▶ Short task
Reproduce each of the following lines word for word, with no changes.

▶ Provided data
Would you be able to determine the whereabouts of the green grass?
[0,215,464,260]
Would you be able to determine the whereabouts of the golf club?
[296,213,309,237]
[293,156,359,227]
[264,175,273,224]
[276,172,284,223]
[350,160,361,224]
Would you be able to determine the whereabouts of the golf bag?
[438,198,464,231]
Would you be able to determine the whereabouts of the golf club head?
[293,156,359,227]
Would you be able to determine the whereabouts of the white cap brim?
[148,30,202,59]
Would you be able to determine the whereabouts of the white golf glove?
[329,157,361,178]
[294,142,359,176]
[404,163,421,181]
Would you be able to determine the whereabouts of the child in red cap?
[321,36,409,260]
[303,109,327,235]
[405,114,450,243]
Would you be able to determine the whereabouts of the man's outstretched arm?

▶ Task solution
Would you be able to determine the whereabouts of the green grass?
[0,215,464,260]
Would you be able to determine the whereabouts of the golf club?
[296,213,309,237]
[293,156,359,227]
[264,175,273,224]
[276,172,284,223]
[350,160,361,224]
Would you be able to determine the whereabouts of the golf bag?
[438,198,464,231]
Would you be able to determine the whereabouts of the golf club head?
[293,156,359,227]
Would you be able to determine the whereabouts of the white cap brim?
[148,30,202,59]
Would you be able to determine the whereabouts of the white golf glove?
[329,157,361,178]
[294,142,359,176]
[404,163,421,181]
Would you be able to determine the whereabouts of the child in red cap?
[321,36,409,260]
[303,109,327,235]
[405,114,450,243]
Would you be able to determine the whereabouts of the man's outstretched arm?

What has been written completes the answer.